- [TRAVAIL À FAIRE]
Recopiez sans la moindre modification le passage du texte ci-dessous sur la créativité en entreprise, depuis « Pour quels collaborateurs » jusqu'à « peut s’avérer utile. » inclus.

- [SEGMENT DE TEXTE]

╔══

Les cadres enjoignent souvent leurs collaborateurs à être créatifs. Ce n’est malheureusement pas aussi simple que cela. Les dirigeants doivent plutôt entretenir continuellement un environnement propre à favoriser la créativité. Ouvrir les frontières organisationnelles et ne pas tout baser sur des processus apporte un sentiment de liberté au sein de l’entreprise. Chaque membre de l’équipe doit connaître ses objectifs et savoir de quelle marge de manœuvre il dispose pour y parvenir. Cela suppose également que les cadres soient prêts à accepter les erreurs des autres et à parler des leurs. Un accroissement de l’auto-organisation peut fortement motiver les collaborateurs, selon leur caractère.

Pour quels collaborateurs l’auto-organisation est-elle indiquée?

Pour les créatifs entrepreneuriaux qui empruntent volontiers de nouvelles voies. Il en va tout autrement des créatifs artistiques. Eux préfèrent généralement la sécurité émotionnelle. Les inévitables conflits causés par des structures ouvertes les gênent. Ici, le principe est également le suivant: en tant que cadre, je dois savoir auquel des deux types mes collaborateurs appartiennent et quel degré d’auto-organisation soutient nos capacités créatives en tant qu’équipe. Pour ce faire, un assessment peut s’avérer utile.

╚══

- [EXTRAIT DES DONNÉES]
╔══

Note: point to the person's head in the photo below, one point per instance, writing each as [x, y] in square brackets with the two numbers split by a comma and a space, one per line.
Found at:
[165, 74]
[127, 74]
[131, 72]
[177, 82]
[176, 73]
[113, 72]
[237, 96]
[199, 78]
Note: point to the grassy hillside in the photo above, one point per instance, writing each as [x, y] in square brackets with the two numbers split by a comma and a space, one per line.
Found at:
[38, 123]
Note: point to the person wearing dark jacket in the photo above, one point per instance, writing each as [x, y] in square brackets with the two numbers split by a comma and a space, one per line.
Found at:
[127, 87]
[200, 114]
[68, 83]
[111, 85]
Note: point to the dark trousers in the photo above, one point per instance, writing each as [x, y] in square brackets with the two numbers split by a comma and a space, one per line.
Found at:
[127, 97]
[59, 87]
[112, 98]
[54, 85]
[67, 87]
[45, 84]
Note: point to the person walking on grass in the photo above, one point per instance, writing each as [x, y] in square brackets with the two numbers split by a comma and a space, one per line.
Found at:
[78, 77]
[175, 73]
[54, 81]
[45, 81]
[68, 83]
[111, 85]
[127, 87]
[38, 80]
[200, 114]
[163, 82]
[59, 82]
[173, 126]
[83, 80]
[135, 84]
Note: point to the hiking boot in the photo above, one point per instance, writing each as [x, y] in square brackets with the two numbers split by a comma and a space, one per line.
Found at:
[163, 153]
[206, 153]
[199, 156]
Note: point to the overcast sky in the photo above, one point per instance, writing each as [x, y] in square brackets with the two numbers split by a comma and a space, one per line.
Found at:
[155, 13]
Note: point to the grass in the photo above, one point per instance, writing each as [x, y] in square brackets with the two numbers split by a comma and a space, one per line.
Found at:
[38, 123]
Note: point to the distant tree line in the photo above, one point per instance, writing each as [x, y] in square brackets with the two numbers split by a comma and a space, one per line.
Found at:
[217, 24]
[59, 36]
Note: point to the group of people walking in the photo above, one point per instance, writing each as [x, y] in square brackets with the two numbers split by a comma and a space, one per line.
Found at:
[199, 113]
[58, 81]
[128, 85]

╚══

- [SOLUTION CI-DESSOUS]
Pour quels collaborateurs l’auto-organisation est-elle indiquée?

Pour les créatifs entrepreneuriaux qui empruntent volontiers de nouvelles voies. Il en va tout autrement des créatifs artistiques. Eux préfèrent généralement la sécurité émotionnelle. Les inévitables conflits causés par des structures ouvertes les gênent. Ici, le principe est également le suivant: en tant que cadre, je dois savoir auquel des deux types mes collaborateurs appartiennent et quel degré d’auto-organisation soutient nos capacités créatives en tant qu’équipe. Pour ce faire, un assessment peut s’avérer utile.